*Text block*:

────────────────

35 U.S.C. § 285 provides that "in exceptional cases" the Court "may award reasonable attorney fees to the prevailing party." Whether a case is "exceptional" or not, for purposes of Section 285, must be established by clear and convincing evidence, and is a matter of discretion to be determined by the trial judge. Perricone v. Medicis Pharmaceutical Corp., 432 F.3d 1368, 1380 (Fed. Cir., 2005). Matters to be considered by the court in determining whether or not the case is exceptional may include "the closeness of the case, the tactics of counsel, the flagrant or good faith character of the parties' conduct, and any other factors contributing to imposition of punitive sanctions or to fair allocation of the burdens of litigation." Id., at 1380-81 (quoting Frank's Casing Crew & Rental Tools, Inc. v. Weatherford Intern., Inc., 389 F.3d 1370, 1379 (Fed. Cir., 2004). See also, Q-Panel Co. V. Newfield, 482 F.2d 210, 211 (holding that an award of fees is the exception to the rule, and should be considered only when the losing party has engaged in misconduct that constitutes fraud, or where the losing party has been "unfair and reckless as to make it unconscionable for the prevailing party to sustain the expense of counsel.")

I find that defendant has failed to establish that TLI has engaged in conduct so egregious that it would warrant a finding that this is an exceptional case. While the record reveals numerous disputes between the parties during the course of this litigation, nothing in the record demonstrates that TLI behaved in a manner that would warrant the imposition of a fee award against it. Accordingly, I deny defendant's motion for an award of attorneys' fees.

III. Motion to Amend or Alter the Judgment

Defendant moves the court to amend the judgment to reflect that all of the asserted claims of the '017 Patent (Claims 1, 2, 3, 4, 9 and 19) are invalid. In my May 14, 2010 Decision and Order, I held that Claim 1 of the '017, an independent claim, was invalid for lack of enablement. Defendant contends that because Claims 2, 3, 4, 9 and 19 of the '017 Patent are all dependent claims of Claim 1, these claims should be declared invalid by the court.

────────────────

*Extracted data*:
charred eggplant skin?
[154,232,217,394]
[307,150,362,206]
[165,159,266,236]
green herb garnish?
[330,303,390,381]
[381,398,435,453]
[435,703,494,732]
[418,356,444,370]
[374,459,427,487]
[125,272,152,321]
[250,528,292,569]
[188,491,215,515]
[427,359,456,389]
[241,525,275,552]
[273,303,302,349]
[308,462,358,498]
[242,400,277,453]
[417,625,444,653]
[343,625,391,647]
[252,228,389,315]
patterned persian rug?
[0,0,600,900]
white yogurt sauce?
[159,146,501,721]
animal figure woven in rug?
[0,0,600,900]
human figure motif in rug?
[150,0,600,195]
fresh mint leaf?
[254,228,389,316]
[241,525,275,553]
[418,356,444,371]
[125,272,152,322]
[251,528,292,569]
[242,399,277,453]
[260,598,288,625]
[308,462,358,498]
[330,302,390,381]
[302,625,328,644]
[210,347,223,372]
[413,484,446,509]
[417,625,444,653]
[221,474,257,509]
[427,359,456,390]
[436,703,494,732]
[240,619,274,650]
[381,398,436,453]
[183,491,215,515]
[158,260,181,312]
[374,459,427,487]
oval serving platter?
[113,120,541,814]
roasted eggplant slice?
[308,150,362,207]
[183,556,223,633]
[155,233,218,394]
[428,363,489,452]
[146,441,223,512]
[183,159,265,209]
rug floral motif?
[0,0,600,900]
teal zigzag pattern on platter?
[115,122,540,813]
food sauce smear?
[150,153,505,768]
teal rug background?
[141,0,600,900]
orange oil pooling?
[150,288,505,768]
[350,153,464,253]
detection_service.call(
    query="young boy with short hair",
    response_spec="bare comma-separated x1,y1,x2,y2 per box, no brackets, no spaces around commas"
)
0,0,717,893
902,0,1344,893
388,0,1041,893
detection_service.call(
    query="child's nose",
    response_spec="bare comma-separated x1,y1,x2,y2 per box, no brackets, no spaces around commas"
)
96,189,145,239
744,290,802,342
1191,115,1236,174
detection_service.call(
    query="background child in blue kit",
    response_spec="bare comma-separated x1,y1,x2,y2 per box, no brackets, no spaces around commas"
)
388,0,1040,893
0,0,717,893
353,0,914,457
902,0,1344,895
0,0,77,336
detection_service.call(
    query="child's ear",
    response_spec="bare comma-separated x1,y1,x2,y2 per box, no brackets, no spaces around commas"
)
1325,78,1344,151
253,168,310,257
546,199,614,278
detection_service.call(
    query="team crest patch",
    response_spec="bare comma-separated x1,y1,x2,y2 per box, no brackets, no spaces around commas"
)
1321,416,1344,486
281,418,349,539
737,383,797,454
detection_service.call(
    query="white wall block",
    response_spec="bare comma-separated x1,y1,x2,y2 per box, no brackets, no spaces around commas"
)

────────────────

*Parts of the exercise*:
1: According to the court ruling, what standard of evidence is required to show that a case is "exceptional" under Section 285?
2: For each statement, say yes or no to whether it agrees with the court ruling, and quote the deciding words: (a) The court granted the defendant's motion for attorneys' fees. (b) Claim 1 of the '017 Patent was held invalid for lack of enablement. (c) Claims 2, 3, 4, 9 and 19 of the '017 Patent are independent claims.
3: Write the next part of the court ruling, starting after its last sentence.
The lines have nothing to do with the court ruling.

*Responses*:
1: Clear and convincing evidence.

2:
(a) No: "Accordingly, I deny defendant's motion for an award of attorneys' fees."
(b) Yes: "I held that Claim 1 of the '017, an independent claim, was invalid for lack of enablement."
(c) No: "Claims 2, 3, 4, 9 and 19 of the '017 Patent are all dependent claims of Claim 1"

3:
35 U.S.C. § 282 provides in relevant part that: "[e]ach claim of a patent (whether in independent, dependent, or multiple dependent form) shall be presumed valid independently of the validity of other claims; dependent or multiple dependent claims shall be presumed valid even though dependent upon an invalid claim." Accordingly, this Court's finding that Claim 1 of the '017 is invalid does not, without further analysis or explanation, render the asserted dependent claims invalid. "This is so because although a dependent claim includes all of the limitations of the independent claim from which it depends, the dependent claim adds limitations and might not be subject to the same asserted ground of invalidity." Boston Scientific Corp. V. Micrus Corp., 556 F.Supp.2d 1045, 1061 (N.D. Cal., 2008).

In the instant case, however, the additional limitations set forth in each of the asserted dependent claims do not save the claims from a finding of invalidity. Each of the dependent claims requires as a prerequisite the creation of a coating as set forth in Claim 1, and any additional limitation or limitations found in each of the dependent claims does not change or dispense with this requirement. Because I have found that Claim 1 is invalid for lack of enablement, I find that dependent Claims 2, 3, 4, 9 and 19 are invalid for lack of enablement as well. See e.g. National Recovery Technologies, Inc., v. Magnetic Separation Systems, Inc., 166 F.3d 1190, (Fed. Cir., 1999)(finding dependent claims invalid where the dependent claims "stand or fall" with an independent claim found to be invalid). Accordingly, I grant defendant's motion to amend, and direct the Clerk of the Court to issue an Amended Judgment declaring Claims 1, 2, 3, 4, 9 and 19 of the '017 Patent to be invalid.


For the reasons set forth above, plaintiff's motion for reconsideration is denied, defendant's motion to amend the judgment is granted, and the defendant's motion for an award of attorneys fees is denied.